▶ WHAT IS NEEDED: Reproduce exactly the lines from the one containing "Question. Place a dot on every instance of the green foliage" through the last line of the records below, both included, and nothing else.
Begin DATASET ROWS
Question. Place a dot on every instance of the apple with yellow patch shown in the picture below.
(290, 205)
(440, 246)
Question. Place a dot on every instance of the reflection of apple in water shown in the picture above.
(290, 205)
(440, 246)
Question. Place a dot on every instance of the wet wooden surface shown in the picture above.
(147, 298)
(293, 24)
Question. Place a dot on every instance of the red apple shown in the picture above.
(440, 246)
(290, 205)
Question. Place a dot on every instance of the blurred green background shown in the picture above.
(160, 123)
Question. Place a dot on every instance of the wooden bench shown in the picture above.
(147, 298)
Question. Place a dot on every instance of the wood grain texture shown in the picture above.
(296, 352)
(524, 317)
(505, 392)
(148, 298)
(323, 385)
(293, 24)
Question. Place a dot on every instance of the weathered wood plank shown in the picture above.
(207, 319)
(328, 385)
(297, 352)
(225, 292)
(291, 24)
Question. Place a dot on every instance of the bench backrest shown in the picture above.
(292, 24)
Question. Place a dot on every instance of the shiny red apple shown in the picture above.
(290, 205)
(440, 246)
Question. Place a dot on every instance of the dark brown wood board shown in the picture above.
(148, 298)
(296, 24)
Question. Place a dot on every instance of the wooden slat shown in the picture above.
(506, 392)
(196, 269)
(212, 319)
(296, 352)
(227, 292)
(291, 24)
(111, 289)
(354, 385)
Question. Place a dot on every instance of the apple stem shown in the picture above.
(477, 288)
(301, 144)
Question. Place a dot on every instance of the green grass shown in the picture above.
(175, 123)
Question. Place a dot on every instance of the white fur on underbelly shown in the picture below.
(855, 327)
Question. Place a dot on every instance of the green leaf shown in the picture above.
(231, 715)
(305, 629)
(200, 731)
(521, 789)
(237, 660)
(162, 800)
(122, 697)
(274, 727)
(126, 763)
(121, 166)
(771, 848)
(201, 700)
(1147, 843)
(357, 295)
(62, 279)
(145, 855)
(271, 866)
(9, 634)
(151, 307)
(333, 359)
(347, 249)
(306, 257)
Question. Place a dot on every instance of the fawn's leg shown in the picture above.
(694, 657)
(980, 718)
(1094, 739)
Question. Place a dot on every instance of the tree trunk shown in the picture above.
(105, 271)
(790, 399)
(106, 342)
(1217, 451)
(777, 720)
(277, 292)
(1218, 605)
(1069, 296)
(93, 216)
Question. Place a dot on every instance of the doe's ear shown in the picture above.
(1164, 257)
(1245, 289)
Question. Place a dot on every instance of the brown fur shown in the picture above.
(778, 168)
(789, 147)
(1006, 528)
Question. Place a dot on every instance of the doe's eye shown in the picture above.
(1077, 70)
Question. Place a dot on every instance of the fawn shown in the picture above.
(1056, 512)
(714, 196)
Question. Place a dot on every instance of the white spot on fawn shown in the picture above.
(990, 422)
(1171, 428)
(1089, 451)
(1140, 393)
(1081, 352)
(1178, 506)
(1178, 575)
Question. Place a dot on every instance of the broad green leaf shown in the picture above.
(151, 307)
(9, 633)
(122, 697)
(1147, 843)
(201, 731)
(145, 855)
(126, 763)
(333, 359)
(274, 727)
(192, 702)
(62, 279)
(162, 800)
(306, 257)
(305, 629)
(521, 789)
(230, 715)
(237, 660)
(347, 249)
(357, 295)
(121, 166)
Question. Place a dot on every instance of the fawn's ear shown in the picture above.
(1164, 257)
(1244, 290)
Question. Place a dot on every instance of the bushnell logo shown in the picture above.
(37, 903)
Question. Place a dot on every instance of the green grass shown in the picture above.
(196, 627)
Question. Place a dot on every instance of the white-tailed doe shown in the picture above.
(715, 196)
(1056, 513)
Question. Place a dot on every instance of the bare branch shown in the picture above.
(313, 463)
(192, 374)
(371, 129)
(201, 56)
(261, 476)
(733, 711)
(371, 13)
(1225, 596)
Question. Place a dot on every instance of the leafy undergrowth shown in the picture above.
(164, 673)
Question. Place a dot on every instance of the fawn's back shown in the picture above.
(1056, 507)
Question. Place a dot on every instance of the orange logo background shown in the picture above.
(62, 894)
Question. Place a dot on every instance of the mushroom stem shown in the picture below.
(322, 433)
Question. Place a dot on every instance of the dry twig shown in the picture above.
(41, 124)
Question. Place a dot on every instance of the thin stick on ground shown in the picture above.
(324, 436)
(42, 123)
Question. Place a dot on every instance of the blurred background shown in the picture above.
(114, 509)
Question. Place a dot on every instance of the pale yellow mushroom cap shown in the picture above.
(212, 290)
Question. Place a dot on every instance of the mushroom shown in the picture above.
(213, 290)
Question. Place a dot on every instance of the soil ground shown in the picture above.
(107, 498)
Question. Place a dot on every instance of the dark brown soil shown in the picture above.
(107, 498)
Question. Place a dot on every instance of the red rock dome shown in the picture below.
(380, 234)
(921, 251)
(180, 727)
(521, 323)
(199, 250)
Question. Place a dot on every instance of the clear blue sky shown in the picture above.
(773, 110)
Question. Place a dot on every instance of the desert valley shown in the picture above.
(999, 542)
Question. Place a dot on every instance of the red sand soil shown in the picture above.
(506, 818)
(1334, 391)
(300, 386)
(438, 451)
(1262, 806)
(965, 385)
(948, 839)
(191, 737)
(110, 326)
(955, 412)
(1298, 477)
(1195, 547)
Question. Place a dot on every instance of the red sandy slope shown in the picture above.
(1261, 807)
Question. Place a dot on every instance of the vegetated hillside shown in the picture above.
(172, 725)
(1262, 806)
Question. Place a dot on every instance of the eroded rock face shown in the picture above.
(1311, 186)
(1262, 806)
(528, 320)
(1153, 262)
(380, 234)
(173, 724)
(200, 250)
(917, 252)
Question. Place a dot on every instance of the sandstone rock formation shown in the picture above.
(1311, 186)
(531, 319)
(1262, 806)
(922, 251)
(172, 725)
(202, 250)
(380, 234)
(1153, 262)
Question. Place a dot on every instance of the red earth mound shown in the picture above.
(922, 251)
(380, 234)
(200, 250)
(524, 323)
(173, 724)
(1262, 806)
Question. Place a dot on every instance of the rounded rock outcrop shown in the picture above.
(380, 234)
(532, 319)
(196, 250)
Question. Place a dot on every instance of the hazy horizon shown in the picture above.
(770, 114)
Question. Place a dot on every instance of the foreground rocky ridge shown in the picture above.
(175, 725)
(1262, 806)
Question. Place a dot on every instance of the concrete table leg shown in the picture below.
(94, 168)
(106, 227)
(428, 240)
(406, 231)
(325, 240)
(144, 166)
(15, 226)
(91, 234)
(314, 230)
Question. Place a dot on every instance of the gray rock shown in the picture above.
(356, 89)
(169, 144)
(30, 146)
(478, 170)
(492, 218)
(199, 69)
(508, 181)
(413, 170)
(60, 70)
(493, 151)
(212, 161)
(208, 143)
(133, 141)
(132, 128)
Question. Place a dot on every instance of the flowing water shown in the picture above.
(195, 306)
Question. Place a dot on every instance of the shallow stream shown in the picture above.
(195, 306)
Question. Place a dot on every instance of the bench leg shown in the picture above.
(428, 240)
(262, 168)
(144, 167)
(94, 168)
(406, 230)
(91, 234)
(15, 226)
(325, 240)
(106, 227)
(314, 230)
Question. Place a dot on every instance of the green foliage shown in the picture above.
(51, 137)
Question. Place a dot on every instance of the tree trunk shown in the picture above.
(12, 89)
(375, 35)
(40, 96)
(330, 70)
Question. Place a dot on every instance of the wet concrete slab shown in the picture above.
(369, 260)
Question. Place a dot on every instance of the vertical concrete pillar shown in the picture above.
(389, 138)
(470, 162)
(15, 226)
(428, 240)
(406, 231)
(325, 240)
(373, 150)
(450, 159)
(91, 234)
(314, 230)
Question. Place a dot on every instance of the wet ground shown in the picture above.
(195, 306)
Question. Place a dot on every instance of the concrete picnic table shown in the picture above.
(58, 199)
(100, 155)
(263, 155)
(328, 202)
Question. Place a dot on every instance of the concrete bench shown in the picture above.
End DATASET ROWS
▶ EXPECTED ANSWER:
Question. Place a dot on every instance of the green foliage shown in the picture above.
(51, 137)
Question. Place a dot on every instance of the tree trunk shown in the picture above.
(12, 89)
(375, 35)
(40, 96)
(330, 70)
Question. Place a dot on every instance of the wet concrete slab shown in the picture above.
(369, 260)
Question. Place a dot on every instance of the vertical concrete pillar shown in the picture above.
(389, 138)
(470, 162)
(15, 226)
(428, 240)
(406, 231)
(325, 240)
(373, 150)
(450, 159)
(91, 234)
(314, 230)
Question. Place a dot on every instance of the wet ground shown in the picture above.
(195, 306)
Question. Place a dot on every instance of the concrete picnic table shown in the picture above.
(58, 199)
(100, 155)
(263, 155)
(328, 202)
Question. Place a dot on every instance of the concrete bench shown in the picture above.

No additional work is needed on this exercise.